● Written task
Copy the listing below word for word, every line of it, and leave the pictures out of your answer.

Start Data shown

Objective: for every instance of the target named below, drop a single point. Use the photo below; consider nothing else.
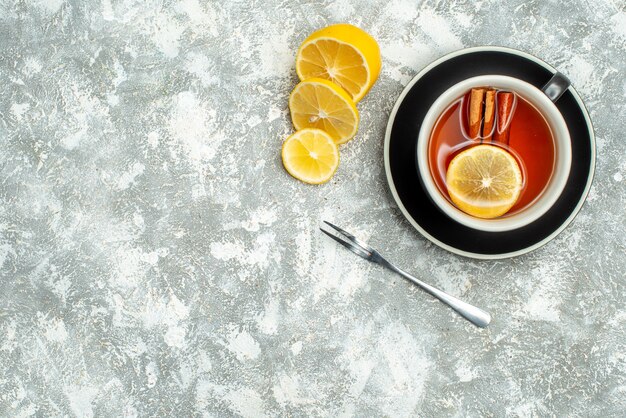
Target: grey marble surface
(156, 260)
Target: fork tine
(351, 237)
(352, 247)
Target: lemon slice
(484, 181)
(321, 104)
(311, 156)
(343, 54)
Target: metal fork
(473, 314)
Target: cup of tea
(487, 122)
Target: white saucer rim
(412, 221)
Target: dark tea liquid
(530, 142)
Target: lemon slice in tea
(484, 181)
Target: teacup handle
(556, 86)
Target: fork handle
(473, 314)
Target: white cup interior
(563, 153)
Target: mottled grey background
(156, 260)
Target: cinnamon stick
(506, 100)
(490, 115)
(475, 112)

End Data shown

● Finished exercise
Objective: for every instance of the target named below, drop a single point. Use the photo below; consider nothing else.
Target: grey marble surface
(156, 260)
Target: fork tine
(351, 237)
(352, 247)
Target: lemon slice
(484, 181)
(321, 104)
(311, 156)
(343, 54)
Target: metal fork
(473, 314)
Target: cup of tea
(487, 122)
Target: white saucer rim
(412, 221)
Target: dark tea liquid
(530, 142)
Target: lemon slice in tea
(484, 181)
Target: teacup handle
(556, 86)
Target: fork handle
(473, 314)
Target: white cup interior
(563, 153)
Target: mottled grey background
(156, 260)
Target: cinnamon stick
(506, 100)
(490, 115)
(475, 112)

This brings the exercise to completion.